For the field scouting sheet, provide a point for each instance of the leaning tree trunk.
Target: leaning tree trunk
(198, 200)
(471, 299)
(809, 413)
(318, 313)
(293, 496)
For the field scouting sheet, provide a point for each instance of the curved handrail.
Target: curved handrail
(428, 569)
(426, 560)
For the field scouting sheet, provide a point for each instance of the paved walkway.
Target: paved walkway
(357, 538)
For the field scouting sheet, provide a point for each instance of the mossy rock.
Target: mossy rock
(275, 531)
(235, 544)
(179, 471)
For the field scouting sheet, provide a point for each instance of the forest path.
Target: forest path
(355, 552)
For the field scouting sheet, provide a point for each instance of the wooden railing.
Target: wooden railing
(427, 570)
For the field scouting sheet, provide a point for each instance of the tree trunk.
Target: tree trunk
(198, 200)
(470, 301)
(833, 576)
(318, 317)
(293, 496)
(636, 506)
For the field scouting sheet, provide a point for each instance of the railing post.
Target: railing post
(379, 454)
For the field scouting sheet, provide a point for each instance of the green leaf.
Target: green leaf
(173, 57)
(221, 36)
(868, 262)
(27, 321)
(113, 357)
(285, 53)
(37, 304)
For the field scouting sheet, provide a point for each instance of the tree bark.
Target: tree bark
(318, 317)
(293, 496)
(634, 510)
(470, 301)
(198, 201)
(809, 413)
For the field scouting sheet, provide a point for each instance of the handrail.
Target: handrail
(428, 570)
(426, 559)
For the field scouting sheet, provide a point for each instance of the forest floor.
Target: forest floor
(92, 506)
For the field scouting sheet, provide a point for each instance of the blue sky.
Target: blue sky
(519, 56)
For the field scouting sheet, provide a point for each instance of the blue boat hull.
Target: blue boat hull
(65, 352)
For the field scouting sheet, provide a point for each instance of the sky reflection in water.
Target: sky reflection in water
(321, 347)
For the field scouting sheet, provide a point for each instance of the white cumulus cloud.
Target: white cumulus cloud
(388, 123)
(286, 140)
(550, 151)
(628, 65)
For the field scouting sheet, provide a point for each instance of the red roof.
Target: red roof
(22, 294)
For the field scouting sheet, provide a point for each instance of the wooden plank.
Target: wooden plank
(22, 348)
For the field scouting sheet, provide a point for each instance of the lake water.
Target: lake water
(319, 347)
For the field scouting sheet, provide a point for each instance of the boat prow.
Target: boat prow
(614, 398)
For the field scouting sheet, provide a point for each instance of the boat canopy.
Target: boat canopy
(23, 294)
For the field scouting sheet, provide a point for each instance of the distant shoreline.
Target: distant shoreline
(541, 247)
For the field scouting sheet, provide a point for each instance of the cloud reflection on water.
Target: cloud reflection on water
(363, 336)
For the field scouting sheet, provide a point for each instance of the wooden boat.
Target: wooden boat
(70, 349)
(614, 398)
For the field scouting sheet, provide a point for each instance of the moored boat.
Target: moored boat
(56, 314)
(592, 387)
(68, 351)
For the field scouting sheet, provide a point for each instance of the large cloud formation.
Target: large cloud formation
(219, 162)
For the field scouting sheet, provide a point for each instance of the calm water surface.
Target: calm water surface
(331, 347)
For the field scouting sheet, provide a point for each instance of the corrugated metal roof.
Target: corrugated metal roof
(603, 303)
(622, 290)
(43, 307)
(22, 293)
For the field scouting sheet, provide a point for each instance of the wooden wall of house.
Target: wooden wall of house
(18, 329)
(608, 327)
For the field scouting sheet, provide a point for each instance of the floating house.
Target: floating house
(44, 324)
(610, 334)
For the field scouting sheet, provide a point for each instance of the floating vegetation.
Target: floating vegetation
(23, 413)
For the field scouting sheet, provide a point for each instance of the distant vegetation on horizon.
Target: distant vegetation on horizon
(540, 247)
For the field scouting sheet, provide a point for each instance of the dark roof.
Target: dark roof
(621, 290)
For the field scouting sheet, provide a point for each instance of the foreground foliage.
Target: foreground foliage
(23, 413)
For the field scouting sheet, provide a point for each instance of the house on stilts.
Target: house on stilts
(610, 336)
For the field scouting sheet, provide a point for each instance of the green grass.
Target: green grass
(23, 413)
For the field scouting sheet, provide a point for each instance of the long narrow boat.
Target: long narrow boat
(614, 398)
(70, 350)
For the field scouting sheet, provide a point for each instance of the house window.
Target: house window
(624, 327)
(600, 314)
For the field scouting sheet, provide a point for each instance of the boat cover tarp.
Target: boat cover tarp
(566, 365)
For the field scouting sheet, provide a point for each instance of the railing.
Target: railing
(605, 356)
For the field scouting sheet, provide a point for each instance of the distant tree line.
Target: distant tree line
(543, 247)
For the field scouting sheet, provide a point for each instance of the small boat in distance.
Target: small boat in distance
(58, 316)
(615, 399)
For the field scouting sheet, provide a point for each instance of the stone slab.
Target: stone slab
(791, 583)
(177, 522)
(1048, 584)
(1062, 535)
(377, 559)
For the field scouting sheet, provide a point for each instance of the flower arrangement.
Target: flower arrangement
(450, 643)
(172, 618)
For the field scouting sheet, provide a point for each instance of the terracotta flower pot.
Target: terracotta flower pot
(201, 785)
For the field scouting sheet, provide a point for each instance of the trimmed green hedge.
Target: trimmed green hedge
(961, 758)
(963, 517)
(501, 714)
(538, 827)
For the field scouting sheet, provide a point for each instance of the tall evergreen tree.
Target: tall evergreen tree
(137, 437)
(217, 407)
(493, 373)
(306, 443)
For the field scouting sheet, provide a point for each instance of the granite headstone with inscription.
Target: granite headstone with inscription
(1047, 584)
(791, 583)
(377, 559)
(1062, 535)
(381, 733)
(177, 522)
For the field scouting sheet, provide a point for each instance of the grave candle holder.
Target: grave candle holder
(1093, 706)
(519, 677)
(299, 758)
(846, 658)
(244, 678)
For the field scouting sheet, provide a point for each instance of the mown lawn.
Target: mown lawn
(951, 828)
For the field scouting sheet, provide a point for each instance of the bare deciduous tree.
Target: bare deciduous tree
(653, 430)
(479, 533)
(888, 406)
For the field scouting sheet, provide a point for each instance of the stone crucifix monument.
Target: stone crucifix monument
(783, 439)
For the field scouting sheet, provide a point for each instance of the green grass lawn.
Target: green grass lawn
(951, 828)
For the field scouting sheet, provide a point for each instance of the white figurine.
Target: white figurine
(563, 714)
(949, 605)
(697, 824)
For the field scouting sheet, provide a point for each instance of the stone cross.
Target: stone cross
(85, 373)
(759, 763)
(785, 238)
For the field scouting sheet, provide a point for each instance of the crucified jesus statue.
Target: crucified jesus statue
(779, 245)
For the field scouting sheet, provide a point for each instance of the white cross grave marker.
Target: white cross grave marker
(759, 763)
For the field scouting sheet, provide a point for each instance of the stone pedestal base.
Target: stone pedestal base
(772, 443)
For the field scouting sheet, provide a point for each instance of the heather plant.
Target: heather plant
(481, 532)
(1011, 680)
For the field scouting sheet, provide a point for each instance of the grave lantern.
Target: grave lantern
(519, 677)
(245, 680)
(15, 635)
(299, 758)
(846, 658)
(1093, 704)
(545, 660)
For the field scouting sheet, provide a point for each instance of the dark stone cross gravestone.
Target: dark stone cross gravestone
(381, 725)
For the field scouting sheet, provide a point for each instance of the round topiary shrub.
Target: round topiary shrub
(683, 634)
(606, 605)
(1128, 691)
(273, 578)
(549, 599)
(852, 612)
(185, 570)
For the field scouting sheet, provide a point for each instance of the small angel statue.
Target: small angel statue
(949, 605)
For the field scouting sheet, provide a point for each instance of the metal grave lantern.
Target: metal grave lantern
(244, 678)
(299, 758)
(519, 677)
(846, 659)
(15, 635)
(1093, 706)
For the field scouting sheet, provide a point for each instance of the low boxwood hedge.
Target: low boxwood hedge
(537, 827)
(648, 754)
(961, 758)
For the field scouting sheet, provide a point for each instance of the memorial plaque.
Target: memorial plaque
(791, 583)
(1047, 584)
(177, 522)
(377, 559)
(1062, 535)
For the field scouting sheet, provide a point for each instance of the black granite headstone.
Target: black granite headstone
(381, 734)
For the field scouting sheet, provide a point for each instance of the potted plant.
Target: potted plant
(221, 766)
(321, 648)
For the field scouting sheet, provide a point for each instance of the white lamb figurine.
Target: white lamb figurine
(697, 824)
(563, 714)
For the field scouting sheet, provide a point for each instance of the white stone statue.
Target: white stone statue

§ Aim of the task: Repeat, without change, each line of the data above from the one that contains "crucified jesus statue." through the final line, counting both.

§ Result of the exercise:
For the field scouting sheet, provide a point for each instance of the crucified jesus statue.
Target: crucified jesus statue
(779, 245)
For the field scouting sheet, provide a point for each instance of the white cross grave marker.
Target: white cross grave marker
(759, 763)
For the field scouting sheet, provide a point for each instance of the stone pedestal base.
Target: stone pedestal base
(772, 443)
For the field scouting sheet, provide a point for each instance of the heather plant.
Target: heather plant
(481, 532)
(1011, 680)
For the field scouting sheet, provide a point for each instance of the grave lantern.
Target: grave lantern
(519, 677)
(245, 680)
(15, 635)
(299, 758)
(846, 658)
(1093, 704)
(545, 660)
For the field scouting sheet, provide a point for each instance of the dark stone cross gravestone.
Target: dark stone cross gravestone
(381, 725)
For the field scouting sheet, provide a point for each instance of the round topiary shrub.
Target: round topiary shrub
(683, 634)
(606, 605)
(1128, 691)
(273, 578)
(549, 599)
(852, 612)
(185, 570)
For the field scouting sheet, provide a point for each instance of the small angel statue.
Target: small angel statue
(949, 605)
For the field scouting sheet, provide a point for each instance of the metal grave lantern.
Target: metal grave lantern
(244, 678)
(299, 758)
(519, 677)
(846, 659)
(15, 635)
(1093, 706)
For the field scouting sheet, provide a point for each instance of the low boxwood hedge.
Target: low boxwood hedge
(537, 827)
(648, 754)
(961, 758)
For the field scouting sheet, provide a point for each instance of the memorial plaque.
Target: memorial plaque
(791, 583)
(1047, 584)
(177, 522)
(377, 559)
(1062, 535)
For the field scouting sheet, provide a point for each instance of the black granite headstone.
Target: black granite headstone
(381, 734)
For the field scouting sheet, provide a point for each instance of the potted plant.
Target: potted plant
(221, 766)
(321, 648)
For the field scouting sheet, provide a point for each instance of the white lamb figurine.
Target: white lamb figurine
(697, 824)
(563, 714)
For the field scouting sheet, provide a point for each instance of the white stone statue.
Target: white stone statue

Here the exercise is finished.